Directions for this task =
Set down, without alteration, the lines from the one that contains "Expected: a point placed on each instance of the dark suit" through the final line of the material below.

Records for the exercise =
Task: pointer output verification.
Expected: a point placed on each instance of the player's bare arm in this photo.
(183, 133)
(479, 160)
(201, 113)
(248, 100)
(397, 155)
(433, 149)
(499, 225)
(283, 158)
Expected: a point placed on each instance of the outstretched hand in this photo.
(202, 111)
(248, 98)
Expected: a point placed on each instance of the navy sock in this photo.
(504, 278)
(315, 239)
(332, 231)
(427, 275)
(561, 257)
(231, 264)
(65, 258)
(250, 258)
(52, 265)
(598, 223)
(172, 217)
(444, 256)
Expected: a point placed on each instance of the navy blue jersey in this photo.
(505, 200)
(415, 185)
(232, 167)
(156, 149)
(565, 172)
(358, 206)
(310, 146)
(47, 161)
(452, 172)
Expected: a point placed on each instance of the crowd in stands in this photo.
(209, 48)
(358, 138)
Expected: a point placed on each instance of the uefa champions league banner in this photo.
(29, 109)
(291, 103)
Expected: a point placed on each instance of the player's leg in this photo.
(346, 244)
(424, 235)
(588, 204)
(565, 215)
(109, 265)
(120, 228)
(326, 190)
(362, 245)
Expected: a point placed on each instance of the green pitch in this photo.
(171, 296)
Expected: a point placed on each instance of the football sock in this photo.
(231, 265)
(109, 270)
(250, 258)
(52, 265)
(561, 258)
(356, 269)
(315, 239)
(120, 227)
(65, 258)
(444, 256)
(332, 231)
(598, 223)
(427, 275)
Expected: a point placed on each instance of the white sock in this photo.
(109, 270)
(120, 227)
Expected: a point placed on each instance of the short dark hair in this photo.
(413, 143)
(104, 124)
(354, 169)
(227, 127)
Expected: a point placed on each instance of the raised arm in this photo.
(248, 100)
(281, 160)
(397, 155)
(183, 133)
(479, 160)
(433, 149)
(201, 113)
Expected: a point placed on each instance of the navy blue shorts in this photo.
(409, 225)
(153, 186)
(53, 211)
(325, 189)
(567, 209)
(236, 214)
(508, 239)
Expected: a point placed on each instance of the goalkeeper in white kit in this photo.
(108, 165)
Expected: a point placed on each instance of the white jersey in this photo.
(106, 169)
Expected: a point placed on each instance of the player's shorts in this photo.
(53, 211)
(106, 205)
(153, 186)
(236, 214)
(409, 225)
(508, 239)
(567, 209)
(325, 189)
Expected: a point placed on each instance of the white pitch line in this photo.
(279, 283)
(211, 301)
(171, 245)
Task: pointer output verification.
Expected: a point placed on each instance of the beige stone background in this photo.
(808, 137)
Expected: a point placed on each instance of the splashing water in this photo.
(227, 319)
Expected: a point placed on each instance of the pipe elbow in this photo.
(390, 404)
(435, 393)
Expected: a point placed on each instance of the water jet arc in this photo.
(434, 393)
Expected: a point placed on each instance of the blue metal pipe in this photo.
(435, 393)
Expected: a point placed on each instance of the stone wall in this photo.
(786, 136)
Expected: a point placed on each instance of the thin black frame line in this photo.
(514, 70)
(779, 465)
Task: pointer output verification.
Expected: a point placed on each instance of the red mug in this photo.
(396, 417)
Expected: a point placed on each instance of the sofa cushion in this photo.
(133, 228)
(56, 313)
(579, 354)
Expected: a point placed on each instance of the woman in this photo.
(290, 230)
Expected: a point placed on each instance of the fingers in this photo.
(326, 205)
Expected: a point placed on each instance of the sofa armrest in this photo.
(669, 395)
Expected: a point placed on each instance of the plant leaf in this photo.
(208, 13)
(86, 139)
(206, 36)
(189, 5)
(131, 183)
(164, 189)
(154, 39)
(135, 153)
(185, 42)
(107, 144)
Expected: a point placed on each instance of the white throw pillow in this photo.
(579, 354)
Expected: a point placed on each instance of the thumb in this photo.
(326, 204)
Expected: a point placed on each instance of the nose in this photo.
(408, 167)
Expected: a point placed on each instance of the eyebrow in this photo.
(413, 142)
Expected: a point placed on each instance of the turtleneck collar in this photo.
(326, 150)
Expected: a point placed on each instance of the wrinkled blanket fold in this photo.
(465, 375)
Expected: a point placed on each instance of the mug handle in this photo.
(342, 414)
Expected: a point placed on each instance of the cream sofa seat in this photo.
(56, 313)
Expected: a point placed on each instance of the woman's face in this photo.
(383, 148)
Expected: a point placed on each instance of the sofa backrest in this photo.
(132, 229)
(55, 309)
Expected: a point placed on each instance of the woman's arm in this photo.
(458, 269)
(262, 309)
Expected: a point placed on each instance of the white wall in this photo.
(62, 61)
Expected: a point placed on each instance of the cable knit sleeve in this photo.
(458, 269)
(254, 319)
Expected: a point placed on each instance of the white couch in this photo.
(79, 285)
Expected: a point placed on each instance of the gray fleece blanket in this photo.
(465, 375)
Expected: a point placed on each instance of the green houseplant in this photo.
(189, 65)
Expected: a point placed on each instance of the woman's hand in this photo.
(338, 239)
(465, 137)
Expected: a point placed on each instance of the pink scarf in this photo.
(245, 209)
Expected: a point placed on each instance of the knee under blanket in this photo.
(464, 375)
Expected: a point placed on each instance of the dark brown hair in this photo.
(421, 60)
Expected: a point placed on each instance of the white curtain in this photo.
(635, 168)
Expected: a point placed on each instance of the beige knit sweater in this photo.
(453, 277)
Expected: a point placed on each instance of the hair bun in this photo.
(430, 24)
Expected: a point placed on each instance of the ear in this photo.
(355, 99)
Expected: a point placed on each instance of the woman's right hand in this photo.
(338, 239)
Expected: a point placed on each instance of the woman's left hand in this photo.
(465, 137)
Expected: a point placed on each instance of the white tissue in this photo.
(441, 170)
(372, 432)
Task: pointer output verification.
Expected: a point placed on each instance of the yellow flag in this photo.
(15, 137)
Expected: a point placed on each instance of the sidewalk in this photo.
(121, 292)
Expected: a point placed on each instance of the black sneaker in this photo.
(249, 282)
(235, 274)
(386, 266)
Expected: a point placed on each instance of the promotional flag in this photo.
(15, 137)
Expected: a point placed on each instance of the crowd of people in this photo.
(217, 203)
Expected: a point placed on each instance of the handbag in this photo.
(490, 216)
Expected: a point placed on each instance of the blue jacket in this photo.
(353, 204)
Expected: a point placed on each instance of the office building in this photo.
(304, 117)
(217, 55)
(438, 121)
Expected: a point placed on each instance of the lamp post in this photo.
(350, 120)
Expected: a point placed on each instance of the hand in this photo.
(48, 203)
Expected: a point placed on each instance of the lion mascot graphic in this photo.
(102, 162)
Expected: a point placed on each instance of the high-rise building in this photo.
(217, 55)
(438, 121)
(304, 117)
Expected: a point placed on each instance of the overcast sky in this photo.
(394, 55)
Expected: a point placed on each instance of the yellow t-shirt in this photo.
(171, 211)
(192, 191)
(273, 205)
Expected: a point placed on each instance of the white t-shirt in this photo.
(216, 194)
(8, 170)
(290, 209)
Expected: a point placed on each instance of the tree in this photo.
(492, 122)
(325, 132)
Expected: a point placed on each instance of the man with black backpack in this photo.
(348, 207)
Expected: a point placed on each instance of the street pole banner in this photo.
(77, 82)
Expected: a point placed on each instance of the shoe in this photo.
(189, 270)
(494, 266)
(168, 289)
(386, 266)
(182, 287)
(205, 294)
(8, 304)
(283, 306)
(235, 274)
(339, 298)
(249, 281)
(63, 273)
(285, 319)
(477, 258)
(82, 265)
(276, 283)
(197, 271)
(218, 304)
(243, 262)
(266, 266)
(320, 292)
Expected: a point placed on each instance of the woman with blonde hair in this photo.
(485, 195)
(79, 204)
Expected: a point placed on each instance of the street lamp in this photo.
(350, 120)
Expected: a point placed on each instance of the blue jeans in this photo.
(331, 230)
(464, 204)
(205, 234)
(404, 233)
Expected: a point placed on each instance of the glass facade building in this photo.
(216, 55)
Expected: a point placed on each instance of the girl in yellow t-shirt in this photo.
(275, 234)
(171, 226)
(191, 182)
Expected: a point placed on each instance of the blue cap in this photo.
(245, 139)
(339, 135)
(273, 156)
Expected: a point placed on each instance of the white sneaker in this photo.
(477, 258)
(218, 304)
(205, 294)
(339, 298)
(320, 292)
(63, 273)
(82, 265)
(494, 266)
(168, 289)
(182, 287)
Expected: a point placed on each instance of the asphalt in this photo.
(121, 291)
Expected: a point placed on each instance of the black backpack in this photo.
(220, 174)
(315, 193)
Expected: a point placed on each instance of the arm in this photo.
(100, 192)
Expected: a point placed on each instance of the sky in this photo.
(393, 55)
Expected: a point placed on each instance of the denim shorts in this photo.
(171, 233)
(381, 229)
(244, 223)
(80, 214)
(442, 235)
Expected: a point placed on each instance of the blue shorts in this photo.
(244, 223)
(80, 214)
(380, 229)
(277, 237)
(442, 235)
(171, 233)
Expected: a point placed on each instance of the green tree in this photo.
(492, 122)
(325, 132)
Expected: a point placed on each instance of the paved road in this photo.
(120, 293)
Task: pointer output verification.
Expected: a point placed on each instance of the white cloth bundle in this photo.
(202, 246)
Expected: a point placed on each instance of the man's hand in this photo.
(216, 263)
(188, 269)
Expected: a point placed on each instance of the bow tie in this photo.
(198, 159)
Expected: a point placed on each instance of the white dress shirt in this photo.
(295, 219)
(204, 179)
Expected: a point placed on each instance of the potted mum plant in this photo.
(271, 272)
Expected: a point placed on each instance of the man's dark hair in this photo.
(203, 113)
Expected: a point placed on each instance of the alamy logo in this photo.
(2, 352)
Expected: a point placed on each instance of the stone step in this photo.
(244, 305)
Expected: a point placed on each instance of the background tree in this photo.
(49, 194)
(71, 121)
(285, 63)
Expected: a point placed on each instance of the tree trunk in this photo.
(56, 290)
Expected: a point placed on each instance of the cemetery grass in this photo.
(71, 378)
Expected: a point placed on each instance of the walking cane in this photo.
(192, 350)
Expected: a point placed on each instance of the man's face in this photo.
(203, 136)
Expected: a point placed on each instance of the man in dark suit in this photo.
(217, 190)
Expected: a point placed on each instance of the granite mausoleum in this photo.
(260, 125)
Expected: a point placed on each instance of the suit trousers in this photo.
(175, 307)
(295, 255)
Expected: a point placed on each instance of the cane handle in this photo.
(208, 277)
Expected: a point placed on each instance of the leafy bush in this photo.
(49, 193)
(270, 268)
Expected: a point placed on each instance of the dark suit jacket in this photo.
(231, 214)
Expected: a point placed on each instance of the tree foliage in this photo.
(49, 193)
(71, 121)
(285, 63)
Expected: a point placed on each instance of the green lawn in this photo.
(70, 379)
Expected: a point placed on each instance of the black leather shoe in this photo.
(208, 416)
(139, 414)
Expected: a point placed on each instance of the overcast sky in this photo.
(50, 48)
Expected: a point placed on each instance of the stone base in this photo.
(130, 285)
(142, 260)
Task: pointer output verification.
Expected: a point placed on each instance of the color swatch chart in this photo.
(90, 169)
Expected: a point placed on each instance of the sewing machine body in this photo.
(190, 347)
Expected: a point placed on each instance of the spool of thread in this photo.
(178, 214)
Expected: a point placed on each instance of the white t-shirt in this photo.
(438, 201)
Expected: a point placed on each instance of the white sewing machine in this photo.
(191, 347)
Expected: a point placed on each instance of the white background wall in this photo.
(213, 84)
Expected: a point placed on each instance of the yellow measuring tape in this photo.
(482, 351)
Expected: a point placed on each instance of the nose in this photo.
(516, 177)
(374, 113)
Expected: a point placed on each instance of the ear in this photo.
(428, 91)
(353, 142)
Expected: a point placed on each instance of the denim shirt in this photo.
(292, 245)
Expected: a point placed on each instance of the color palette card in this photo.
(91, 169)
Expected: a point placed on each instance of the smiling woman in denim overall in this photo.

Task result =
Expected: a point placed on each instance of the dark suit jacket in this photo.
(231, 214)
Expected: a point placed on each instance of the tree foliage in this photo.
(49, 193)
(71, 121)
(285, 63)
Expected: a point placed on each instance of the green lawn in this photo.
(70, 379)
Expected: a point placed on each instance of the black leather shoe in this photo.
(208, 416)
(139, 414)
Expected: a point placed on each instance of the overcast sky in this photo.
(50, 48)
Expected: a point placed on each instance of the stone base in this photo.
(130, 285)
(142, 260)
Task: pointer output verification.
Expected: a point placed on each instance of the color swatch chart in this photo.
(90, 169)
Expected: a point placed on each instance of the sewing machine body in this photo.
(190, 347)
Expected: a point placed on each instance of the spool of thread in this photo.
(178, 214)
Expected: a point placed on each instance of the white t-shirt in this photo.
(438, 201)
Expected: a point placed on each instance of the white sewing machine in this photo.
(191, 347)
Expected: a point placed on each instance of the white background wall in this photo.
(213, 84)
Expected: a point placed on each instance of the yellow measuring tape in this photo.
(482, 351)
Expected: a point placed on each instance of the nose in this photo.
(516, 177)
(374, 113)
Expected: a point placed on each instance of the ear in this photo.
(428, 91)
(353, 142)
Expected: a point placed on each instance of the denim shirt in this photo.
(292, 245)
Expected: a point placed on each instance of the color palette card in this photo.
(91, 169)
Expected: a point placed on each instance of the smiling woman in denim overall in this photo.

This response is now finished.